▸ Exercise task
Return the lines below exactly, starting with the line that contains "Target: pond" and stopping after the last line.

>>>

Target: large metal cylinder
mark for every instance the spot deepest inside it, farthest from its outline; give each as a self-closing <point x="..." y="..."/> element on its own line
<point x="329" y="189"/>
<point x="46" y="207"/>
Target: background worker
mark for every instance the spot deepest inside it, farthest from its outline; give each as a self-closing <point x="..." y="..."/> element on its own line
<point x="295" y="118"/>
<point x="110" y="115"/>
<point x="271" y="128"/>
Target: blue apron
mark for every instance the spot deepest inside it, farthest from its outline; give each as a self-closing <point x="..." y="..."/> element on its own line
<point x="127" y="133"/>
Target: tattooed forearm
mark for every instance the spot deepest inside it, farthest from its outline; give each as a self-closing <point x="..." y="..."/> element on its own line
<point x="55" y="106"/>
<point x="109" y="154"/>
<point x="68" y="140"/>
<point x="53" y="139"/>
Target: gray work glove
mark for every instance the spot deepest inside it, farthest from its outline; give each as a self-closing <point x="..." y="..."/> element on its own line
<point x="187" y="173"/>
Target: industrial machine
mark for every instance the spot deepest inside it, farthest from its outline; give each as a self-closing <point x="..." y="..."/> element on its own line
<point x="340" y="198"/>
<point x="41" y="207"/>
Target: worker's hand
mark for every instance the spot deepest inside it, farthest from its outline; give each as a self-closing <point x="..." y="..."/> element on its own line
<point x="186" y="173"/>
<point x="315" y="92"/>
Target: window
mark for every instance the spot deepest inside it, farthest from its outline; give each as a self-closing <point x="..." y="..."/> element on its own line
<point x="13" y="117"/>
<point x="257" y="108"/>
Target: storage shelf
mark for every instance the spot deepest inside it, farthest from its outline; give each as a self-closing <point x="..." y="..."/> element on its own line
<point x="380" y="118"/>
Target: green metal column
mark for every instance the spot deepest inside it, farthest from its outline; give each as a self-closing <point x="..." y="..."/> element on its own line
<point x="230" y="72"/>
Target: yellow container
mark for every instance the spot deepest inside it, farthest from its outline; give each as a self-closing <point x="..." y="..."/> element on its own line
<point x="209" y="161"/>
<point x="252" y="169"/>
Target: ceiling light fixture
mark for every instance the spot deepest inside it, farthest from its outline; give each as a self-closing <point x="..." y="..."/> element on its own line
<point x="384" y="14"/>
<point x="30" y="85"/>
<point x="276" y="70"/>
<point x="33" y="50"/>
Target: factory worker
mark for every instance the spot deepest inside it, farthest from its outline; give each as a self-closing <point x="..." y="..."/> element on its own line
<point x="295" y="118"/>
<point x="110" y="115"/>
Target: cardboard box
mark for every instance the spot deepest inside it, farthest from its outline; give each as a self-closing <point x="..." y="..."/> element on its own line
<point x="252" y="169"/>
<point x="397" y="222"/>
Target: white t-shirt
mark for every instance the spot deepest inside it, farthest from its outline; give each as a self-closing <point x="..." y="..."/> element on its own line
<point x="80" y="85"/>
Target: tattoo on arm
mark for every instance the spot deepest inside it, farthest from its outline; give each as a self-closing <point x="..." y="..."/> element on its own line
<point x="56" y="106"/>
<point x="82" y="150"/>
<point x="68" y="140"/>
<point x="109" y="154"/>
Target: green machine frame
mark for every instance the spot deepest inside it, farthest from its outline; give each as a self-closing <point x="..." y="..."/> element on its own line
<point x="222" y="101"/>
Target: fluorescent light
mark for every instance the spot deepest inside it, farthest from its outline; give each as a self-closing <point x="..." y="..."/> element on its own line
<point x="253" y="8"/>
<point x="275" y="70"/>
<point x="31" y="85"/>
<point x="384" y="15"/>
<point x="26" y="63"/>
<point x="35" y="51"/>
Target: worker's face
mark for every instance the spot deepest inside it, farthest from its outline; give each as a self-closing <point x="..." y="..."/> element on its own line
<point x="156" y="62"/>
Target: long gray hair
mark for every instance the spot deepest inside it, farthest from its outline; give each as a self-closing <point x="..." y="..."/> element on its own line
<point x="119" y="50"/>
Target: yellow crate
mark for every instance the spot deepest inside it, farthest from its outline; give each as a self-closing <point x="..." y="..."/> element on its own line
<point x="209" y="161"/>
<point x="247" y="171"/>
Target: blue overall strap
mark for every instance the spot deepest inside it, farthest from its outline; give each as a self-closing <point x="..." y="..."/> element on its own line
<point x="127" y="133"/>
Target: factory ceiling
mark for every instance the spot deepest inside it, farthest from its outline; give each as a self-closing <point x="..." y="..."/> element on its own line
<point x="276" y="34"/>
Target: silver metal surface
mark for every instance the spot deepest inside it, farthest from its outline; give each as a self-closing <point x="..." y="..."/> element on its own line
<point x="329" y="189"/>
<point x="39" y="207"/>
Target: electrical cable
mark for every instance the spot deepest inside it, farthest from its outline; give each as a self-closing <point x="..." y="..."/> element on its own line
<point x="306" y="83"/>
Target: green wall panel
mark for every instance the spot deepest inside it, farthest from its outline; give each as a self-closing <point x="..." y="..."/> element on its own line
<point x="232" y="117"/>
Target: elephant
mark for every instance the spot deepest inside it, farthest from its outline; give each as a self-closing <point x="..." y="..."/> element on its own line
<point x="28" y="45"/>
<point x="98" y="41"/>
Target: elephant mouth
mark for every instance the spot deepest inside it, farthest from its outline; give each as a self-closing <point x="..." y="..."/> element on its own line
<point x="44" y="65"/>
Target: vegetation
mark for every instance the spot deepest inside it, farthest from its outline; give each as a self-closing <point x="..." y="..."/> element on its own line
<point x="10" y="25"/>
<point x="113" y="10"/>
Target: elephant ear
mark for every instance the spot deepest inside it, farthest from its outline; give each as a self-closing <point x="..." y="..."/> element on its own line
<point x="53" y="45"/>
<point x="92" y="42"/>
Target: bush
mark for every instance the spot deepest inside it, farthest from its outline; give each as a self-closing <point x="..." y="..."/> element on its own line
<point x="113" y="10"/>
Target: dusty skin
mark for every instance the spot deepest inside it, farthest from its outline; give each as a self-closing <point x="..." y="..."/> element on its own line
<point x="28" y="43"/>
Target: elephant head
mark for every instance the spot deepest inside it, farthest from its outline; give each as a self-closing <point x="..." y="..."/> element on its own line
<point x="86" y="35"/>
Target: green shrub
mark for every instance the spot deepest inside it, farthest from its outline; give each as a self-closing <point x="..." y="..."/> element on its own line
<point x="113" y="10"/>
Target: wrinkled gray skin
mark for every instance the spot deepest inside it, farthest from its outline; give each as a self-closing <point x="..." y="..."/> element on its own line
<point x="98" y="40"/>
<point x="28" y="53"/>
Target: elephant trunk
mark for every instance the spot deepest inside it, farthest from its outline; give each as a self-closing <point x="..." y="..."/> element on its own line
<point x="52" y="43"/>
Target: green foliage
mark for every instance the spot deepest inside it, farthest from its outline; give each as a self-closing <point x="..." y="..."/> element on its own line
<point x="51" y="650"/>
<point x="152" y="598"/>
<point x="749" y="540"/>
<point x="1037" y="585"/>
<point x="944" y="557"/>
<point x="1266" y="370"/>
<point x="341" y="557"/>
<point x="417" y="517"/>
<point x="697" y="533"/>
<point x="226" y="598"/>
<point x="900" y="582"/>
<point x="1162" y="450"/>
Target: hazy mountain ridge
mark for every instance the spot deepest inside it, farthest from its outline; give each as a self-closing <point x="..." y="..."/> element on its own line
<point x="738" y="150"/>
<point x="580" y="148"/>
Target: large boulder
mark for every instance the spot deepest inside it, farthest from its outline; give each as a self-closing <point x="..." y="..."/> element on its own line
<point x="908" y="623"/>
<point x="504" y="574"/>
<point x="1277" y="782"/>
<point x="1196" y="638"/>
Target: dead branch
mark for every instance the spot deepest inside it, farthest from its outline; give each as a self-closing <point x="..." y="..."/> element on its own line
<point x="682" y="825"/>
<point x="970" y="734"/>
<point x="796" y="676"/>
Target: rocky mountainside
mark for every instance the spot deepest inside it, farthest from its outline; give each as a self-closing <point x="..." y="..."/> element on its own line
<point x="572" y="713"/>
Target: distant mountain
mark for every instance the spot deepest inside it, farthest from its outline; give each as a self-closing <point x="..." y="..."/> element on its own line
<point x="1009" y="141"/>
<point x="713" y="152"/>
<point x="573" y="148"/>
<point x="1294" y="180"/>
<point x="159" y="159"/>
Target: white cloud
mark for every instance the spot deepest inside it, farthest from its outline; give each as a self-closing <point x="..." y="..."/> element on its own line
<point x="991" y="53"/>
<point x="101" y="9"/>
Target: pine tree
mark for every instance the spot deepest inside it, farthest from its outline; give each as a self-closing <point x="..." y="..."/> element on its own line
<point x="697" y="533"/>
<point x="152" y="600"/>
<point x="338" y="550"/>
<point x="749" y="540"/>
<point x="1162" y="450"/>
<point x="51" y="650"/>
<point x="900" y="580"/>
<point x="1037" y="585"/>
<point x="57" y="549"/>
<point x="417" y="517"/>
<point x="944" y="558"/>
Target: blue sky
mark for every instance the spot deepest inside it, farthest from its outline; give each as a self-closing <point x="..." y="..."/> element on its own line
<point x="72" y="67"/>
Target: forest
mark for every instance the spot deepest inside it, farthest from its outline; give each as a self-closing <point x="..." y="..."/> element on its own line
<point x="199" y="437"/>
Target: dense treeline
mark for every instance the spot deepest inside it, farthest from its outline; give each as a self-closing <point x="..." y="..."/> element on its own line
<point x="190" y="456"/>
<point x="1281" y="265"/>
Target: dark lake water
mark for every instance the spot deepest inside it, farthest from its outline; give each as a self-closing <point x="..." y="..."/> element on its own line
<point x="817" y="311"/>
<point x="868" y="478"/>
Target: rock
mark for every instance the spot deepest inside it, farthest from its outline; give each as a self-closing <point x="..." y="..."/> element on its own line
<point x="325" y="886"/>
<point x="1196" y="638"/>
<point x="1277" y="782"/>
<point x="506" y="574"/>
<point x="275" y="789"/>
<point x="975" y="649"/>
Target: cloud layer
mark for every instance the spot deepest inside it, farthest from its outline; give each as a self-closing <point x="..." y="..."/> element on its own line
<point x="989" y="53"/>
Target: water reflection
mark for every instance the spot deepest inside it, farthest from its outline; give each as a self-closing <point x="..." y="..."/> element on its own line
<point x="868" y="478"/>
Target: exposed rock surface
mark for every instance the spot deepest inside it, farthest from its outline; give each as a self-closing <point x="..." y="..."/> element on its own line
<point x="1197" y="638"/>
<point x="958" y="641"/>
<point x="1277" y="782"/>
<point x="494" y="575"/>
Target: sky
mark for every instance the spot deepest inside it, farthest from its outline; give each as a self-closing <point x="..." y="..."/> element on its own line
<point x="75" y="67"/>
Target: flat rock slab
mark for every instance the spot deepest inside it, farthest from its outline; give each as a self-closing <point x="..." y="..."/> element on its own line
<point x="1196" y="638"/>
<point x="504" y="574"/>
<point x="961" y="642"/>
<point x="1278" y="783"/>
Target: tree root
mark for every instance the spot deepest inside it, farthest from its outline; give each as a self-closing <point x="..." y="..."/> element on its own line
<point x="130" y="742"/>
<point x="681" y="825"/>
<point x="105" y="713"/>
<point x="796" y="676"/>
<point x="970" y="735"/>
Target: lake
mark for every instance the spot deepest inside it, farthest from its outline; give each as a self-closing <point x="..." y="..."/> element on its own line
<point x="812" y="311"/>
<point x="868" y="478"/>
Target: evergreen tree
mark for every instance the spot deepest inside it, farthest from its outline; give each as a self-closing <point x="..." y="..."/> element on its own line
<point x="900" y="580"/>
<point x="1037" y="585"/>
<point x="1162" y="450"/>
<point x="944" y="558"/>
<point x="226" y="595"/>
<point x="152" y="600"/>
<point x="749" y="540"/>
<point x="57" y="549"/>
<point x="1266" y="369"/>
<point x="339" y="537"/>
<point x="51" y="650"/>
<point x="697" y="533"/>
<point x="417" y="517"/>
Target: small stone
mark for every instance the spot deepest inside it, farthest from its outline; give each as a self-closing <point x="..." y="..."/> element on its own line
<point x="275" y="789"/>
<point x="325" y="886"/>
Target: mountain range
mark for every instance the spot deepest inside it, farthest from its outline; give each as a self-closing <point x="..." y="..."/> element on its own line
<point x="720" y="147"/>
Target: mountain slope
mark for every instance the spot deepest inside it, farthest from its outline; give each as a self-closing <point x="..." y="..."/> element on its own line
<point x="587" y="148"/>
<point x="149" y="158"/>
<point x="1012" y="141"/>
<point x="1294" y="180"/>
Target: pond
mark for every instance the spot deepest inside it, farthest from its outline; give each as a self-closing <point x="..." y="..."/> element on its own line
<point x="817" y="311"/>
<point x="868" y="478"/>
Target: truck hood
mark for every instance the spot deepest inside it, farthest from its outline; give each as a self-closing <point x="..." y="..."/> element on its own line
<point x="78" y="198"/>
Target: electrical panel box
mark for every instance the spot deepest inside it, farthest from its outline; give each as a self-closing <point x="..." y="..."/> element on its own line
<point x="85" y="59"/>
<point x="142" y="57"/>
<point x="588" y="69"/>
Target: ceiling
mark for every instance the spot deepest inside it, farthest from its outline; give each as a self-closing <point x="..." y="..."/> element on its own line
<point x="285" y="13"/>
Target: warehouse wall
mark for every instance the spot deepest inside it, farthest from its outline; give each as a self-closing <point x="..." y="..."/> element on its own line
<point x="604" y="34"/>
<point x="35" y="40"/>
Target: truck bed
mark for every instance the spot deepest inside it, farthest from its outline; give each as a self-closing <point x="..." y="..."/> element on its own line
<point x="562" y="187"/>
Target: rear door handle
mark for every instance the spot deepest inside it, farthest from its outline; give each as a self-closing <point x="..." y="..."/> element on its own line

<<<

▸ Exercise result
Target: pond
mark for every instance the spot deepest inside it, farthest from its outline; give each as a self-closing <point x="..." y="..."/> element on its own line
<point x="817" y="311"/>
<point x="868" y="478"/>
Target: truck hood
mark for every instance the spot deepest inside it, farthest from its outline; give each as a self-closing <point x="..." y="..."/> element on its own line
<point x="78" y="198"/>
Target: electrical panel box
mark for every instance the spot deepest inside it, farthest from its outline; give each as a self-closing <point x="..." y="..."/> element on its own line
<point x="85" y="59"/>
<point x="142" y="57"/>
<point x="588" y="69"/>
Target: ceiling
mark for every instance the spot deepest inside it, farthest from its outline; give each as a self-closing <point x="..." y="..."/> element on its own line
<point x="285" y="13"/>
Target: warehouse wall
mark for every instance the spot deepest inside it, farthest from its outline; give each as a self-closing <point x="..." y="..."/> element on its own line
<point x="604" y="34"/>
<point x="35" y="40"/>
Target: truck bed
mark for every instance the spot deepest inside it, farthest from its outline; give each as a self-closing <point x="..." y="..."/> element on its own line
<point x="562" y="187"/>
Target: rear door handle
mark for every instance the spot deepest inside it, farthest from its outline; give each as a self-closing <point x="..." y="..."/> element on its own line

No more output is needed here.